--- BEGIN Provided data ---

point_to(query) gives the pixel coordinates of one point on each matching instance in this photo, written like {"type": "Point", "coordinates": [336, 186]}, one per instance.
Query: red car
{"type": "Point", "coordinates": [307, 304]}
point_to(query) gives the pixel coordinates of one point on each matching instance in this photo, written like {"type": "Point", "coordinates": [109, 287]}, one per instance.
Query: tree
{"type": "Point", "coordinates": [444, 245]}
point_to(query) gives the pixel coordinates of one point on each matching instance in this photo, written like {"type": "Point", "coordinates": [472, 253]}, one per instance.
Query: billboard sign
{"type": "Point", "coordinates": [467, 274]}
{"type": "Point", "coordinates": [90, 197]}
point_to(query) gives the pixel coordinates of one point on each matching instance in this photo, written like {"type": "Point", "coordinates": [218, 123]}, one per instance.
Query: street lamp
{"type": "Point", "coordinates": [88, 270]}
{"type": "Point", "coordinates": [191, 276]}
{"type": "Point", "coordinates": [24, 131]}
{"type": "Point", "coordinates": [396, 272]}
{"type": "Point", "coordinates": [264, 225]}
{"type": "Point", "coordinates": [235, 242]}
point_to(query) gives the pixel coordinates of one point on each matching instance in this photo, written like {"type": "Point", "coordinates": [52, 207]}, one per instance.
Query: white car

--- END Provided data ---

Lay out every line of the records above as a numbered list, leaving out any blank lines.

1. point_to(query) gives the pixel coordinates of one point on each matching instance in this photo, written like {"type": "Point", "coordinates": [336, 186]}, one per instance.
2. Query: red car
3. {"type": "Point", "coordinates": [307, 304]}
4. point_to(query) gives the pixel coordinates of one point on each matching instance in this photo, written like {"type": "Point", "coordinates": [109, 287]}, one per instance.
5. Query: tree
6. {"type": "Point", "coordinates": [444, 245]}
7. point_to(query) gives the pixel coordinates of one point on each matching instance in this photo, written like {"type": "Point", "coordinates": [472, 253]}, one per instance.
8. Query: billboard sign
9. {"type": "Point", "coordinates": [467, 274]}
10. {"type": "Point", "coordinates": [90, 197]}
11. point_to(query) gives the pixel coordinates of one point on each matching instance in this photo, written like {"type": "Point", "coordinates": [218, 123]}, one per instance.
12. Query: street lamp
13. {"type": "Point", "coordinates": [88, 270]}
14. {"type": "Point", "coordinates": [191, 276]}
15. {"type": "Point", "coordinates": [24, 131]}
16. {"type": "Point", "coordinates": [396, 272]}
17. {"type": "Point", "coordinates": [264, 225]}
18. {"type": "Point", "coordinates": [235, 242]}
19. point_to(query) gives the pixel coordinates of one point on each matching instance in this photo, written like {"type": "Point", "coordinates": [52, 207]}, one per instance.
20. Query: white car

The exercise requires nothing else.